> Provided passage
Additionally, we created:

• a presentation with the Canva program to summarize the subject of the study and uploaded it as a descriptive video to articulate, analyze, and showcase our findings on YouTube and 

• a game with the program genially: Find the pairs of indices (years 2016 & 2019)

•  We also designed 3D jewelry and a decorative object depicting an olive, the most important tree of the island, branch with the use of the online software program Tinkercad, to mark the importance of the school community's cooperation in environmental study and awareness.

• To emphasize the resilience of nature and significance of Earth observation through space. To specify, we requested for current images of Thassos from the International Space Station with the program Sally Ride EarthKAM.

• Information and images from Copernicus Land Monitoring Service (CLMS)  website, are also used to derive results. 
• a poster to conlclude our suggestions

continue to read all of our themes analytically

THEME: FLOODS AND DROUGHTS - Copernicus Browser

 THEME: FLOODS AND DROUGHTS

                                                              SATELLITE: Sentinel-2 L2A

INDEX: True color

IMAGES:

SUBJECT ANALYTICALLY:

This optimized True color script uses the visible light bands red, green and blue in the corresponding red, green and blue color channels, resulting in a product with natural colours that represents the Earth as humans would naturally see it. The visualisation uses highlight compression and improves the contrast and color vividness through minor contrast and saturation enhancement.

COMMENTS – OBSERVATION:

In the left image we can see areas depicted in dark brown, in December 2016, these are areas with abundant drought. In contrast, in the right image, in December 2024 respectively, the areas that had suffered this devastating fire appear to be now overgrown.

 

INDEX: Moisture Index

Normalized Difference Moisture Index (NDMI)

IMAGES:

SUBJECT ANALYTICALLY:

The normalized difference moisture Index (NDMI) is used to determine vegetation water content and monitor droughts. The value range of the NDMI is -1 to 1. Negative values of NDMI (values approaching -1) correspond to barren soil. Values around zero (-0.2 to 0.4) generally correspond to water stress. High, positive values represent high canopy without water stress (approximately 0.4 to 1). 

COMMENTS – OBSERVATION:

In the left image, December 2016, it is easily understood that in the burned areas, there is intense drought, due to high temperatures and minimal rainfall. Thus, the burned areas appear in an orange-red color.

While, in the right image, in the same month of 2024, the same areas have returned to their natural levels. This is understood based on the image, since the majority of the areas are depicted in blue.

 

INDEX: NDWI

SUBJECT: Normalized Difference Water Index (NDWI)

IMAGES: 

SUBJECT ANALYTICALLY:

The normalized difference water index is most appropriate for water body mapping. Values of water bodies are larger than 0.5. Vegetation has smaller values. Built-up features have positive values between zero and 0.2.

Image region labeling entries:
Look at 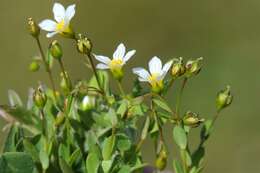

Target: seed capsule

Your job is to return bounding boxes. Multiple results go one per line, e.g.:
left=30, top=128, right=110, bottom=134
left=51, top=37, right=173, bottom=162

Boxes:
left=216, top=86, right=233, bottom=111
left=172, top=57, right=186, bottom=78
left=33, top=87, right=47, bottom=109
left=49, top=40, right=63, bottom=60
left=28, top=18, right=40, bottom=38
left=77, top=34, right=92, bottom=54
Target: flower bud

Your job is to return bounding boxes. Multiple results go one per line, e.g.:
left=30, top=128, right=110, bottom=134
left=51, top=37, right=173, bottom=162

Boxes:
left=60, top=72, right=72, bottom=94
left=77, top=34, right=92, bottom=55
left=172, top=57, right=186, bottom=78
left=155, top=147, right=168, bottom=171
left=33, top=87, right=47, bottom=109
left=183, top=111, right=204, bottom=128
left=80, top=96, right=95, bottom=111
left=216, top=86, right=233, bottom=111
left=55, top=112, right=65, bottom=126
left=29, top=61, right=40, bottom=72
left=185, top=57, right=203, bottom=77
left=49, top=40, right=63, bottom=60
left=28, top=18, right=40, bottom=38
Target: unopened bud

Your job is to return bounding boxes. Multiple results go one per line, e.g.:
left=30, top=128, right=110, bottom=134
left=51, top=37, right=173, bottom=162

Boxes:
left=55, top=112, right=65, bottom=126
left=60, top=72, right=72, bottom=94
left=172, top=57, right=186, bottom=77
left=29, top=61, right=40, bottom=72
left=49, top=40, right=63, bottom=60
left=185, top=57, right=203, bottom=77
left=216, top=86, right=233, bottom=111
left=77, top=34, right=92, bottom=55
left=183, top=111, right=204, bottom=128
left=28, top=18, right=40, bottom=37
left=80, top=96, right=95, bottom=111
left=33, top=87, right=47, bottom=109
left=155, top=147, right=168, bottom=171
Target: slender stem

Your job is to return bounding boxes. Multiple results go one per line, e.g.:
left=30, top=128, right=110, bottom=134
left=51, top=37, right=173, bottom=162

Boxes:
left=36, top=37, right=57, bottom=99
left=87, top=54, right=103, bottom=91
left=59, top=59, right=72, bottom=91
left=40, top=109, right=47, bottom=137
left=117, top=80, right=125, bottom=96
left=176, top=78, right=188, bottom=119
* * *
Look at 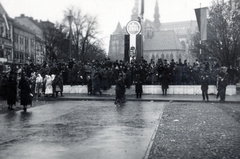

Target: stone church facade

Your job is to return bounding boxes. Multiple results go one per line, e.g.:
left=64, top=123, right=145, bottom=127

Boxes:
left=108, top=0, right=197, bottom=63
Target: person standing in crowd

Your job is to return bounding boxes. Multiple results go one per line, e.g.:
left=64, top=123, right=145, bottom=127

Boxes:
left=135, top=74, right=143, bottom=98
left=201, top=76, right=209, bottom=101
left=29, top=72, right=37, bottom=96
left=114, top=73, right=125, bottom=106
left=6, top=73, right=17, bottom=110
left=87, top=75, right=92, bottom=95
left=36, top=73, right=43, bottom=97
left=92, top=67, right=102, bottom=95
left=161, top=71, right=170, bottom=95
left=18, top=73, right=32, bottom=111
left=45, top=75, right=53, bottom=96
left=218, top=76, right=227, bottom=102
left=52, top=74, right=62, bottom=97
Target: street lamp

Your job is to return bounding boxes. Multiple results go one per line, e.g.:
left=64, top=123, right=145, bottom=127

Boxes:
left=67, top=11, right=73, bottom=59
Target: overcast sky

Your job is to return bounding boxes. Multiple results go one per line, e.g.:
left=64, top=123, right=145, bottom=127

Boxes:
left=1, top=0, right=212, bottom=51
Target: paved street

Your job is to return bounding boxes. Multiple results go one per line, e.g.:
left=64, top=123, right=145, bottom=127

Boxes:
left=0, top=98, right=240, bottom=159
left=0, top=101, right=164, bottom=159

> Exercise instructions
a: Translate this sentence from the Earth observation passage into Spanish: "The value range of the NDMI is -1 to 1."
b: According to the Earth observation passage, which NDMI values generally correspond to water stress?
c: Extract the section of the Earth observation passage from "In the left image we" up to and including "(approximately 0.4 to 1).".
This material plays no part in the work that comes next.

> Answers given
a: El rango de valores del NDMI es de -1 a 1.

b: Values around zero, from -0.2 to 0.4.

c:
In the left image we can see areas depicted in dark brown, in December 2016, these are areas with abundant drought. In contrast, in the right image, in December 2024 respectively, the areas that had suffered this devastating fire appear to be now overgrown.

 

INDEX: Moisture Index

Normalized Difference Moisture Index (NDMI)

IMAGES:

SUBJECT ANALYTICALLY:

The normalized difference moisture Index (NDMI) is used to determine vegetation water content and monitor droughts. The value range of the NDMI is -1 to 1. Negative values of NDMI (values approaching -1) correspond to barren soil. Values around zero (-0.2 to 0.4) generally correspond to water stress. High, positive values represent high canopy without water stress (approximately 0.4 to 1).